**Pedido de tarefa A**: De acordo com a reportagem sobre jovens internados com covid-19 no Distrito Federal, em quanto aumentou em março o número de mortes pela doença entre pessoas de 20 a 39 anos em Brasília?
**Pedido de tarefa B**: Continue a reportagem sobre jovens internados com covid-19 no Distrito Federal a partir da última frase apresentada.

**Texto**:
Temos muitos jovens internados em estado grave. Ao CB.Saúde, a intensivista e chefe do pronto socorro do Hospital Santa Marta alerta para o aumento nas internações de pacientes da covid-19 de 20 a 39 anos. São mais de duas mortes nessa faixa etária por dia no Distrito Federal

 

A pandemia que já matou 325 mil pessoas no Brasil e mais de 6 mil no Distrito Federal traz consigo desdobramentos tão graves quanto a covid-19. Ficar entre a vida e a morte à espera de um leito de UTI, e sobreviver à covid-19 não encerra o ciclo da doença. As sequelas, algumas permanentes, atingem quatro de cada 10 pacientes. Há, ainda, os traumas psicológicos. Famílias inteiras estão destroçadas pelo luto e pela culpa por terem levado o vírus para dentro de casa. 

 

Em Brasília, a quantidade de jovens de 20 a 39 anos mortos pela doença aumentou 47% em março. A média foi de mais de duas mortes nessa faixa etária por dia. Para entender por que os jovens estão morrendo mais, a jornalista Carmen Souza recebeu a intensivista e chefe do pronto socorro do Hospital Santa Marta, Adele Vasconcelos. Ela concedeu a entrevista no CB.Saúde, programa do Correio Braziliense em parceria com a TV Brasília. 

 

Entre os temas abordados, Adele Vasconcelos explicou porque o jovem fica mais tempo internado e porque ele tem chegado em estado mais grave aos hospitais. Revelou ainda que muitos pacientes graves, que deveriam ser internados, são mandados de volta para casa porque não há vagas nas redes pública e privada de saúde.

 

“Não temos conseguido dar o suporte necessário de imediato para aquele paciente considerado grave. Então, demora mais para fazer intubação, a ventilação mecânica, porque não temos leitos disponíveis. Então, a gente acaba atrasando um pouco o tratamento deste paciente, diminuindo as chances de ele sobreviver”, afirma Adele. Confira a entrevista: 

 

Especialistas alertaram sobre a falta de cuidado dos jovens em relação à covid-19. Eles ficaram mais expostos e, nas últimas semanas, começamos a perceber as consequências do aumento de casos entre essa faixa etária. Quais são os desdobramentos disso? Temos muitos jovens internados em estado muito grave. Estamos com as UTIs lotadas de pacientes entre 40 e 60 anos (predominância), mas também na faixa de 20 a 40. Com 100% de lotação há quase um mês em todo o DF e no Brasil, estamos vendo esses jovens morrerem. Temos mais de 90% de pacientes em ventilação mecânica, hemodiálise, e em estado muito grave. Por outro lado, houve a redução dos idosos acima de 75 anos, então a vacina vem fazendo o efeito que precisava. Porém, temos tanta gente doente, mas tanta gente doente, que não dá para quem chega. Muito paciente jovem chegando em estado grave no pronto socorro e, neste momento, não temos leito de imediato para recebê-lo.

**Bloco de dados**:
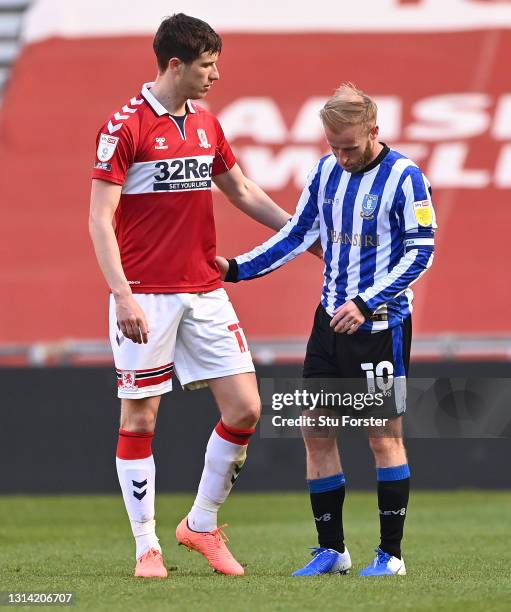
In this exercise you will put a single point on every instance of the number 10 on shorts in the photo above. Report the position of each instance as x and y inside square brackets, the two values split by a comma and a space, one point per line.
[240, 336]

**Resposta final A**: Aumentou 47% em março.

**Resposta final B**:
 

Fiz levantamento dos dados da Secretaria de Saúde do DF e eles são assustadores. Peguei a idade de 20 a 39 anos, considerando 1º e 31 de março. Neste período, o número de mortes nesta faixa etária aumentou 47%. Se a gente considerar os números de seis meses atrás (setembro), o aumento foi de 84%. Só em março, 72 pessoas desse grupo morreram no DF. Mais de duas pessoas por dia. 

É isso que a senhora está vendo nos hospitais? Sim. Inclusive adolescentes necessitando de cuidados intensivos, permanecendo um longo período internado. Tem a questão do óbito, mas temos a questão de o jovem lutar mais tempo pela vida. Então, ele permanece no leito de UTI por um tempo maior. Isso gera um problema que chamamos de giro de leito. A UTI fica mais tempo cheia e, com tanta gente chegando ao mesmo tempo, não conseguimos dar alta aos pacientes graves. A gente mais que dobrou a quantidade de óbitos em pacientes nesta faixa etária.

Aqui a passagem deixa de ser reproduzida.